WRITTEN EXERCISE:
Print every one of the following lines without any changes.

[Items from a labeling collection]

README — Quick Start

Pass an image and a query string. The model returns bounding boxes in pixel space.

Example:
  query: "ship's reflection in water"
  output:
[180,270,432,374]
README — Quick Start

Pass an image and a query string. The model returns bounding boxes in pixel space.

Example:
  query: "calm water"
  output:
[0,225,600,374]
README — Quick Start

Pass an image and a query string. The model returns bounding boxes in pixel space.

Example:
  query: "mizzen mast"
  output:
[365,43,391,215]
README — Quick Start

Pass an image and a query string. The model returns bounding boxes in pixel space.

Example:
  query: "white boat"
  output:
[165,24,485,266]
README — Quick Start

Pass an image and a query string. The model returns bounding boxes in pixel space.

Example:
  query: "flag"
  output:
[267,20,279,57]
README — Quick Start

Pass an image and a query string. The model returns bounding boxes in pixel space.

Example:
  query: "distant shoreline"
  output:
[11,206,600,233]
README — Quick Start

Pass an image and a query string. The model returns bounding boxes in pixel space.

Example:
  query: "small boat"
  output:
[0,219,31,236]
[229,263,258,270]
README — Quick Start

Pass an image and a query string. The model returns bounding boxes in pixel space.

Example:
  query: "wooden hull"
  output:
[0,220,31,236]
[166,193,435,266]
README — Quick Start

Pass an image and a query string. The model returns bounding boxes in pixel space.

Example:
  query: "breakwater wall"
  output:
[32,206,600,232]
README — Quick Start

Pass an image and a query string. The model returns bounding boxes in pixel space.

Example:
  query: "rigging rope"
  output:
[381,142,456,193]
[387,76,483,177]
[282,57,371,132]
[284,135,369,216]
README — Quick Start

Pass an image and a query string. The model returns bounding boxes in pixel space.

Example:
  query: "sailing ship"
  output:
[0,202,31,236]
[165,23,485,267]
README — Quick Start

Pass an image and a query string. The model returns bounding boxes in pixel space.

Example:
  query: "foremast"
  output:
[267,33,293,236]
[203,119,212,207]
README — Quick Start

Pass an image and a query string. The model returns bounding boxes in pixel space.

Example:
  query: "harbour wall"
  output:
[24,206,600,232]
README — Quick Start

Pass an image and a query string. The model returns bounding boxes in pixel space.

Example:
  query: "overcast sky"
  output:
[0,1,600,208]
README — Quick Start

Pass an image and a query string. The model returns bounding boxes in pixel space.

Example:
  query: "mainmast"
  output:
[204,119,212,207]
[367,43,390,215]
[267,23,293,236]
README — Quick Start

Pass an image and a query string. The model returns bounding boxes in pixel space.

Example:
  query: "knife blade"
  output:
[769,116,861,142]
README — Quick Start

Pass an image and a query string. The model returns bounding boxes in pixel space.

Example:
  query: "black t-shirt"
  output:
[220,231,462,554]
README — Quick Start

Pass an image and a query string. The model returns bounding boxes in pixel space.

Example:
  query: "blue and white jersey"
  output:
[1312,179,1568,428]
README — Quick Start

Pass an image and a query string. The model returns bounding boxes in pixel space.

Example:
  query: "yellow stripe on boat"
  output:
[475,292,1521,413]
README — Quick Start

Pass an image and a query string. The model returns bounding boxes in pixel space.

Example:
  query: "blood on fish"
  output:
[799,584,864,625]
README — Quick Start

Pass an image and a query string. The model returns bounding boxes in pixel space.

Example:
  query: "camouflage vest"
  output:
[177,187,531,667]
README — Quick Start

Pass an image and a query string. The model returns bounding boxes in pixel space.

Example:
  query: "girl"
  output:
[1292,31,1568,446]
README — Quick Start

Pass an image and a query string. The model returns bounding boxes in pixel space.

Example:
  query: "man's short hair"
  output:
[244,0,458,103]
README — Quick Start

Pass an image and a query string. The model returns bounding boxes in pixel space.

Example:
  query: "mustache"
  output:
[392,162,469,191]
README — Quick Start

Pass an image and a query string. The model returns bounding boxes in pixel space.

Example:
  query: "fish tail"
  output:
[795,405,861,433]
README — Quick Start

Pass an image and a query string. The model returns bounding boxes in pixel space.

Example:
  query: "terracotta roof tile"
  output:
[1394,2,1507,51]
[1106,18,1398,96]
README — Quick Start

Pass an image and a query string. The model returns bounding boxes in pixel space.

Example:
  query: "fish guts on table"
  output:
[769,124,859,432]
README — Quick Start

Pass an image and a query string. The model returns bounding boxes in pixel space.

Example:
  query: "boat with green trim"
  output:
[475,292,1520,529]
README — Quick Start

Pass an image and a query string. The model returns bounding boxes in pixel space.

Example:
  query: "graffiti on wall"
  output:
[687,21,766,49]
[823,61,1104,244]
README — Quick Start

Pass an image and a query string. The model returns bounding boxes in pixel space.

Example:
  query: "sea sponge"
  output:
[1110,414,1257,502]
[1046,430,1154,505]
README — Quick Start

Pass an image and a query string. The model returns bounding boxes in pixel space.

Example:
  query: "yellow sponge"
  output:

SOLUTION TO THIS PROBLEM:
README — Quick Start

Pass an image and a query string. The model returns bounding boxes in pixel space.

Example:
  query: "ship's reflection in water"
  output:
[180,270,432,374]
README — Quick Start

Pass an image and a query string. The model returns bounding boxes in pixel space.

Example:
  query: "calm water"
  output:
[0,225,600,374]
README — Quick Start

Pass an image and a query string. The model returns bounding boxes in pixel space.

Example:
  query: "mizzen mast"
  output:
[365,43,391,215]
README — Quick Start

Pass an image and a query string. The model returns bounding boxes in pixel space.

Example:
  query: "white boat"
  output:
[165,24,485,266]
README — Quick Start

Pass an image and a query string. The model returns bounding boxes in pixel space.

Example:
  query: "flag"
  output:
[267,20,279,57]
README — Quick Start

Pass an image and a query string. The model returns bounding boxes in pixel space.

Example:
  query: "distant shoreline"
  output:
[11,206,600,233]
README — Quick Start

Pass an image and a query string. The model returns bounding boxes in pixel space.

Example:
  query: "small boat"
  output:
[0,219,31,236]
[229,263,258,270]
README — Quick Start

Pass an image and a query string. The model returns bounding boxes in pixel space.

Example:
  query: "wooden hull"
  output:
[0,220,31,236]
[166,193,435,266]
README — Quick Start

Pass an image and a query string. The model returns bounding boxes in pixel space.

Example:
  query: "breakwater wall"
  output:
[32,206,600,232]
README — Quick Start

Pass an image and a query string. The model returns bounding boxes in pixel space.

Example:
  query: "rigging rope"
  output:
[381,142,456,193]
[387,76,483,177]
[282,57,371,132]
[284,135,369,216]
README — Quick Start

Pass an image and a query string. The model returns bounding boxes in pixel space.

Example:
  query: "sailing ship"
  output:
[0,202,31,236]
[165,23,485,267]
README — Quick Start

Pass an image and a query string. The model returns bounding boxes in pixel space.

Example:
  query: "foremast"
  output:
[267,33,293,236]
[203,119,212,207]
README — Quick Start

Pass an image and a query string. The model returns bounding boxes in pixel space.

Example:
  query: "harbour wall"
  output:
[24,206,600,232]
README — Quick Start

Pass an image and a query string. The model returns bounding boxes in pixel space.

Example:
  query: "overcast sky"
  output:
[0,1,600,208]
README — Quick Start

Pass an image and a query string. The model returns bounding boxes in pixel space.

Example:
  query: "mainmast"
  output:
[204,119,212,207]
[367,43,390,215]
[267,23,293,236]
README — Quick Start

Pass an image and a query string. The model returns bounding boxes in pixel space.

Example:
  query: "knife blade"
  output:
[769,116,861,142]
README — Quick Start

Pass an image and a query string. The model returns bounding boxes in pixel space.

Example:
  query: "black t-shirt"
  output:
[220,231,462,554]
README — Quick Start

Pass an image and a query string. The model returns bounding boxes in pixel space.

Example:
  query: "blue and white jersey"
  output:
[1312,179,1568,428]
README — Quick Start

Pass an image and a query string. The model returns bounding boxes in pixel space.

Example:
  query: "yellow stripe on boat"
  output:
[475,292,1521,413]
README — Quick Start

Pass an image and a query string. The model returns bounding boxes in pixel space.

Example:
  query: "blood on fish"
  output:
[799,584,864,625]
README — Quick Start

Pass an image and a query string. The model returns bounding boxes in pixel space.

Example:
  query: "camouflage vest"
  output:
[177,187,531,667]
README — Quick Start

Pass an image and a query string. The model returns bounding boxes in pixel space.

Example:
  query: "girl"
  output:
[1292,31,1568,446]
README — Quick Start

Pass an image and a query string. The model returns bounding boxes in pixel space.

Example:
  query: "man's short hair"
  output:
[244,0,458,103]
README — Quick Start

Pass an image and a query string. The model returns bounding boxes in pixel space.

Example:
  query: "mustache"
  output:
[392,162,469,191]
README — Quick Start

Pass an image and a query string. The model returns bounding boxes in pixel space.

Example:
  query: "fish tail"
  output:
[795,405,861,433]
README — Quick Start

Pass an image and a query string. The model returns bounding boxes in pixel space.

Example:
  query: "terracotta roof tile"
  output:
[1394,2,1507,51]
[1106,18,1398,96]
README — Quick Start

Pass an image and a query string. The model returns bounding boxes in pixel space.

Example:
  query: "fish guts on table"
  output:
[769,124,859,432]
README — Quick Start

Pass an image and a query string. The model returns bounding boxes in pixel space.

Example:
  query: "boat with green trim"
  output:
[475,292,1520,529]
README — Quick Start

Pass an image and a query string. The model returns bounding boxes in pixel space.

Example:
  query: "graffiti on wall"
  output:
[687,21,766,49]
[823,61,1104,244]
README — Quick Start

Pass an image and a query string. The model returns bounding boxes in pixel space.

Example:
  query: "sea sponge"
  output:
[1110,414,1257,502]
[1046,430,1154,505]
README — Quick Start

Pass an image and a query string. The model returns bounding boxes in pixel space.

Example:
  query: "yellow sponge"
  output:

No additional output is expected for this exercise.